### Your task
Reproduce verbatim the lines below, from the line containing "of the street" up to and including the line containing "point(317, 243)".

— begin —

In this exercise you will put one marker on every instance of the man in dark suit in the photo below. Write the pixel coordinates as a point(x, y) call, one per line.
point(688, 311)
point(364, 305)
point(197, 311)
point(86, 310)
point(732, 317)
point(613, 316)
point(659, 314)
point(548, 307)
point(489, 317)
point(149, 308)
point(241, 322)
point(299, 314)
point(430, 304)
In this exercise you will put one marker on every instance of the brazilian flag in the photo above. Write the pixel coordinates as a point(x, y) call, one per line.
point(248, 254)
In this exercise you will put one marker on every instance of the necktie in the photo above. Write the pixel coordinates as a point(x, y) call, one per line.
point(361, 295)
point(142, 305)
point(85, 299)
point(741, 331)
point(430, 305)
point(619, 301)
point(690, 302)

— end —
— begin —

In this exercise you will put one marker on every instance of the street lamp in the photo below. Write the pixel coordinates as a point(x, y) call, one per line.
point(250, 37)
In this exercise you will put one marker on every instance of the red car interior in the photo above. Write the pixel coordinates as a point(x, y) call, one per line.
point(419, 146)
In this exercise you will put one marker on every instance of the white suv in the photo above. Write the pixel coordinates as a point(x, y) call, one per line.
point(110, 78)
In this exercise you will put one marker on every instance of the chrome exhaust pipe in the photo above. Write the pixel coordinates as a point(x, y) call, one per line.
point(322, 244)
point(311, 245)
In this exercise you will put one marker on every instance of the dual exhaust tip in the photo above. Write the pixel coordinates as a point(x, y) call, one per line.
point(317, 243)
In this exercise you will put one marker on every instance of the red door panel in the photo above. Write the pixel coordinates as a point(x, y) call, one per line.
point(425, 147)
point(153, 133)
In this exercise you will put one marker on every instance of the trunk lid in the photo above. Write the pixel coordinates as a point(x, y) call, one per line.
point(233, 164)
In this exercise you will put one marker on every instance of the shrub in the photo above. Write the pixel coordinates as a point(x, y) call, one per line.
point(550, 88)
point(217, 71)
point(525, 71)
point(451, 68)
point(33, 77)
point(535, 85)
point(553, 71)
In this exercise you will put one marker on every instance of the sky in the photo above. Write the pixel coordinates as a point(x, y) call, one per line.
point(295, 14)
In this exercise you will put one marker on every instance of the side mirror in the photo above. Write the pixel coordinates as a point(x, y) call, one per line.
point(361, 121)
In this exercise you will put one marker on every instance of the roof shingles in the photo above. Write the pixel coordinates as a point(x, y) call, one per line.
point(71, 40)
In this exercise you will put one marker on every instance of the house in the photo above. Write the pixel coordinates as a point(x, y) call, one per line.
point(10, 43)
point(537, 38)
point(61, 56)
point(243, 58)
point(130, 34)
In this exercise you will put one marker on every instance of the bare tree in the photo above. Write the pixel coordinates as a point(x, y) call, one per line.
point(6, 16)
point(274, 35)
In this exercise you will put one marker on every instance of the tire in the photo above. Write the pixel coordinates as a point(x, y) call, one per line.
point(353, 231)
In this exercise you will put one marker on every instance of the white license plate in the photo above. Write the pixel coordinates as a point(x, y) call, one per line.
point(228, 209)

— end —

### Answer for the task
In this exercise you will put one marker on every instance of the street lamp in the photo below. Write the pixel coordinates as a point(x, y) call, one per line.
point(250, 37)
In this exercise you will put one marker on every instance of the red car interior in the photo above. Write the pixel coordinates as a point(x, y) call, one per line.
point(419, 146)
In this exercise you will put one marker on every instance of the white suv in the photo above. Write the pixel coordinates as a point(x, y) call, one per line.
point(110, 78)
In this exercise you will put one marker on every instance of the chrome exhaust pipe in the photo above. Write the pixel coordinates as a point(x, y) call, one per line.
point(322, 244)
point(311, 245)
In this exercise you will put one marker on every instance of the dual exhaust tip in the photo above. Write the pixel coordinates as a point(x, y) call, one per line.
point(317, 243)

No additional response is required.